— TASK DETAILS —
Please quote the judgment report on Prince Ngene Vs Chike Igbo below word for word and in full, leaving out the lines that follow it.
━━━━━ SUPPLIED PASSAGE ━━━━━
Prince Ngene Vs Chike Igbo & Anor. (2000)

LAWGLOBAL HUB Lead Judgment Report

OGUNDARE, J.S.C.

By a writ of Summons issued in November, 1977, Chinyelugo Sylvester Omenagu Igbo sued Prince Ngene, now Appellant before us, claiming declaration of title to a piece or parcel of land known as and called “Onuagu” in Ogui Urban Area of Enugu, N5,000.00 general damages for trespass and an Injunction. Pleadings having been filed and exchanged and by leave of Court amended, the case proceeded to trial before P.K.Nwokedi J.(as he then was) at the conclusion of which the learned trial Judge found for the plaintiff Chinyelugo S.O. Igbo in trespass and Injunction but dismissed his claim for title. He awarded to the plaintiff N2,680.00 special and general damages for trespass committed by the defendant on the said land and an injunction restraining the defendant. his servants etc. from committing further acts of trespass on the said land which is delineated on the Plan No. 1513/77 tiled along with the Statement of Claim.
━━━━━ DATASET EXTRACT ━━━━━
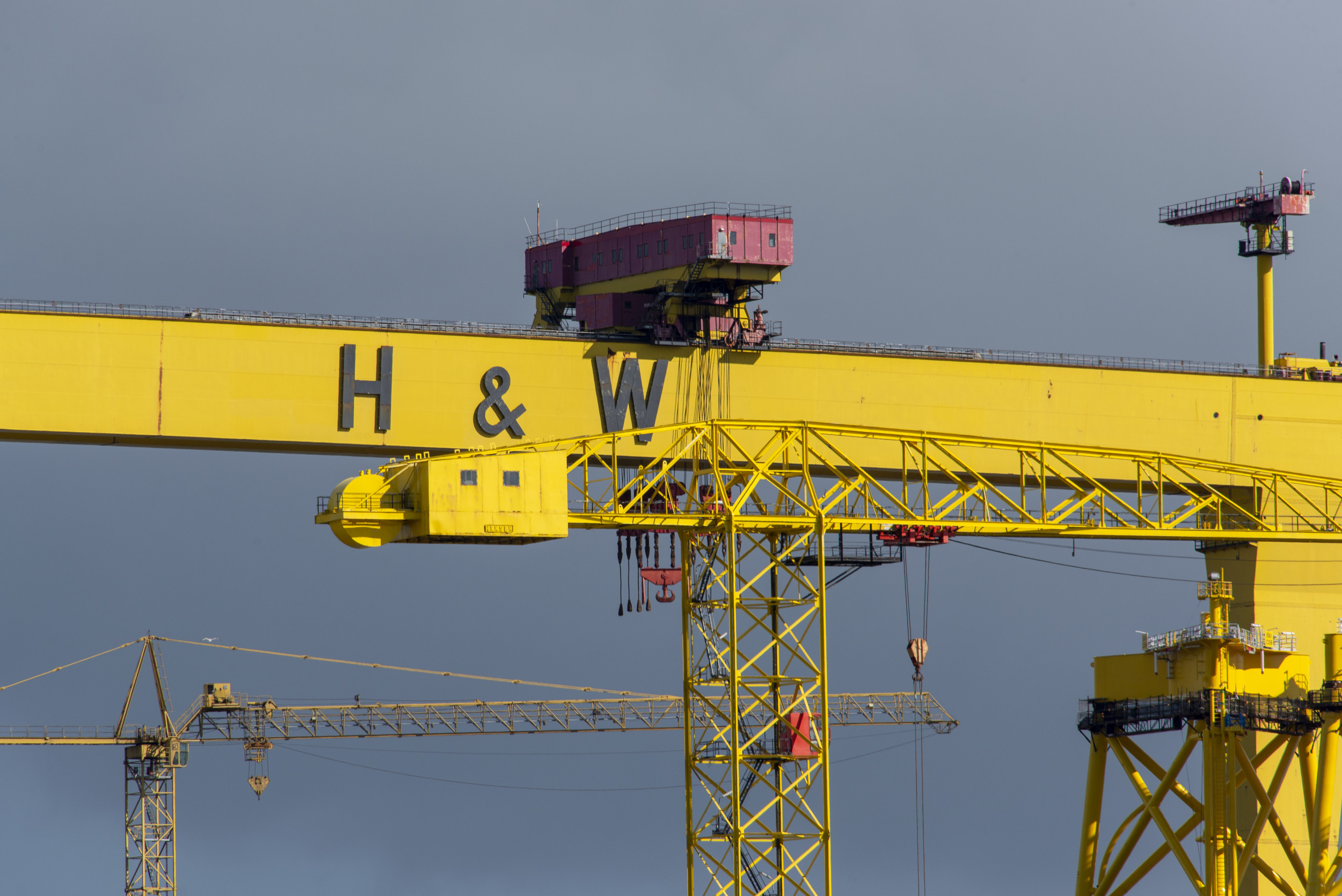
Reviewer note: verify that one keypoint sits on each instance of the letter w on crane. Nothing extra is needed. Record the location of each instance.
(615, 403)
━━━━━
— REPLY TO THE TASK —
Prince Ngene Vs Chike Igbo & Anor. (2000)

LAWGLOBAL HUB Lead Judgment Report

OGUNDARE, J.S.C.

By a writ of Summons issued in November, 1977, Chinyelugo Sylvester Omenagu Igbo sued Prince Ngene, now Appellant before us, claiming declaration of title to a piece or parcel of land known as and called “Onuagu” in Ogui Urban Area of Enugu, N5,000.00 general damages for trespass and an Injunction. Pleadings having been filed and exchanged and by leave of Court amended, the case proceeded to trial before P.K.Nwokedi J.(as he then was) at the conclusion of which the learned trial Judge found for the plaintiff Chinyelugo S.O. Igbo in trespass and Injunction but dismissed his claim for title. He awarded to the plaintiff N2,680.00 special and general damages for trespass committed by the defendant on the said land and an injunction restraining the defendant. his servants etc. from committing further acts of trespass on the said land which is delineated on the Plan No. 1513/77 tiled along with the Statement of Claim.